■ **Texte proposé**:

FEUILLETS D’AZUR ET FLEURS D’ARGENT

 Sur les murs du salon voisin, qui sert aux assemblées secrètes, sont accrochées les images des mainteneurs du XlXe siècle : le marquis de Villeneuve-Hauterive qui fut en 1815 le ministre de l’intérieur du « royaume d’Aquitaine », le président Boyer qui a fondé la primevère d’argent, Emile Vaïsse Cibiel par Henri Loubat, Émile Cartailhac par sa fille, le baron Desazars, marquis de Montgaillard, par Marguerite Loubat. Au milieu de ces peintures dont les modèles font le prix, on remarque le cardinal Mathieu, archevêque de Toulouse, L’un des portraits les plus célèbres de Carolus Duran. Dans une bibliothèque, qui fut l’un des clous de l’exposition de 1887, sont conservés les livres, les fleurs et les sceaux. Sur le plus ancien manuscrit des lois d’amour (las leis d’amors), sont peintes quatre figures féminines au recto du premier feuillet la Vierge à qui un poète remet les fleurs du Gai Savoir, au folio XIX trois dames qui représentent la Philosophie (Phylozophya Naturalis), la Logique (Logicalis vel racionalis) et la Morale (Moralis). Rédigé par Guilhem Molinier, ce code poétique fut promulgué en 1356 par une lettre envoyée aux notables (majorals) de l’Occitanie et scellée du nouveau scel de la Compagnie où était figuré AMORS sous les traits d’une dame de haut rang, avenante, gracieuse et belle, qui donnait une violette à un troubadour :

Et en lo mieg es en figura
Dona de mot nobbla natura
Avinens e olezens e bela
E quar leyeltatz la capdela
E, en totz sos fayts es honesta
Corona porta sus la testa.

■ **Énoncé du problème**: Dans le texte « Feuillets d'azur et fleurs d'argent », qu'est-ce qui fait le prix des peintures accrochées dans le salon des assemblées secrètes ?

Entrées d'annotation de régions
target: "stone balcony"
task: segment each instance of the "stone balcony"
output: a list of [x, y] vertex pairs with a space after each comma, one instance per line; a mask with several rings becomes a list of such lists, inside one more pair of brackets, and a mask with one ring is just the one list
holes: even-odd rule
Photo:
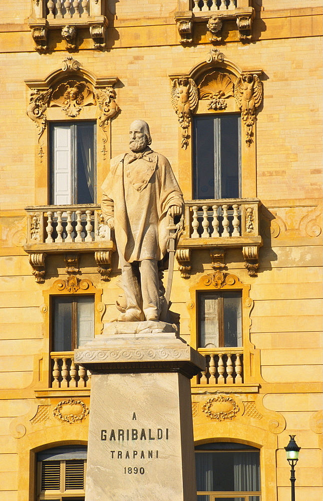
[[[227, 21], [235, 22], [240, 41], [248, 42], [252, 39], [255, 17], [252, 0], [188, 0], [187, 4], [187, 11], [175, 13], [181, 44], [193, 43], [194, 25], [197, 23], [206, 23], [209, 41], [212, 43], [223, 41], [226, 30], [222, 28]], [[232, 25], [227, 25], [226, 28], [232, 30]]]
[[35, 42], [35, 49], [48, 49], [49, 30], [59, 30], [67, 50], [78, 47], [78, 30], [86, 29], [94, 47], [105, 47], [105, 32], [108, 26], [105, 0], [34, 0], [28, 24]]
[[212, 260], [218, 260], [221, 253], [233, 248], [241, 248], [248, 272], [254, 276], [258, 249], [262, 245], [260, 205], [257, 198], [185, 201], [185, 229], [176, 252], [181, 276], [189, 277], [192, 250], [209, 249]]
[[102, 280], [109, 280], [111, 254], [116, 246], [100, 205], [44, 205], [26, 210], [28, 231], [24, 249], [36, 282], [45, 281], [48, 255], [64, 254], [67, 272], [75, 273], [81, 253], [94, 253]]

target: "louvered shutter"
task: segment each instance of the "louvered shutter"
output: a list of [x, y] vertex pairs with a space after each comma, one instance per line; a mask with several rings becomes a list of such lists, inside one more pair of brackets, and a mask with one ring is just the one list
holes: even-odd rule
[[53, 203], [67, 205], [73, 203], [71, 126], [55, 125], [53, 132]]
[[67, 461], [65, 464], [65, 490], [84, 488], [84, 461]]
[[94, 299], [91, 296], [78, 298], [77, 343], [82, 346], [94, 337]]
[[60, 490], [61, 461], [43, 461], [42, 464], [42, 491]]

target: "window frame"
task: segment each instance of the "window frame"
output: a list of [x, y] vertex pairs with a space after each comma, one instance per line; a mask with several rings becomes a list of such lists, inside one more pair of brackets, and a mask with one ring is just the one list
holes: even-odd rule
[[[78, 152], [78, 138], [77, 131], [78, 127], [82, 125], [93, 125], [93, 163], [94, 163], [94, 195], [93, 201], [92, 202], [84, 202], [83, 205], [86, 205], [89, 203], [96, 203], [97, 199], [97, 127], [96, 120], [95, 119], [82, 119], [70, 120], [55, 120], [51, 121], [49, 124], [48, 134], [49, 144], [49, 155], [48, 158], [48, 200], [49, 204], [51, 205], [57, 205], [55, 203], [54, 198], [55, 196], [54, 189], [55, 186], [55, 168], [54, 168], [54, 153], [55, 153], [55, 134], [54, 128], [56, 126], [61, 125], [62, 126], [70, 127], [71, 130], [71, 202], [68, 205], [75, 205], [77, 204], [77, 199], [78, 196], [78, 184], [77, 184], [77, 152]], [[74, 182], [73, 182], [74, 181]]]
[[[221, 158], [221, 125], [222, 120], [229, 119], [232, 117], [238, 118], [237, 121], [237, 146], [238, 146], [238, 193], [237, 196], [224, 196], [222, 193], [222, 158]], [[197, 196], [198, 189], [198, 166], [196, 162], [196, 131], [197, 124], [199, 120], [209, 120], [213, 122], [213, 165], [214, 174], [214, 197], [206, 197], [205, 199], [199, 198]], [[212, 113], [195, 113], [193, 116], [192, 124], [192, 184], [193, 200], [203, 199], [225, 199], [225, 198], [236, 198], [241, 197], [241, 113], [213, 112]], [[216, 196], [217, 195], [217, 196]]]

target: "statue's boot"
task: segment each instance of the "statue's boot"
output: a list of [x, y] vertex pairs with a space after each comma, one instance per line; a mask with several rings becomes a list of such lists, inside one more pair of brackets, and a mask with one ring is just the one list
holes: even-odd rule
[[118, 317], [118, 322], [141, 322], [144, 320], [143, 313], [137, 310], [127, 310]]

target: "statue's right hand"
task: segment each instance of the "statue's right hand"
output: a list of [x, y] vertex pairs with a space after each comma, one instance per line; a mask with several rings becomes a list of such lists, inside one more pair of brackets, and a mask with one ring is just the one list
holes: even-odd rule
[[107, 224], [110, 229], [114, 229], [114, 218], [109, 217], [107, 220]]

■ **Problème résolu**: Leur prix tient à leurs modèles : ce sont les portraits des mainteneurs du XIXe siècle.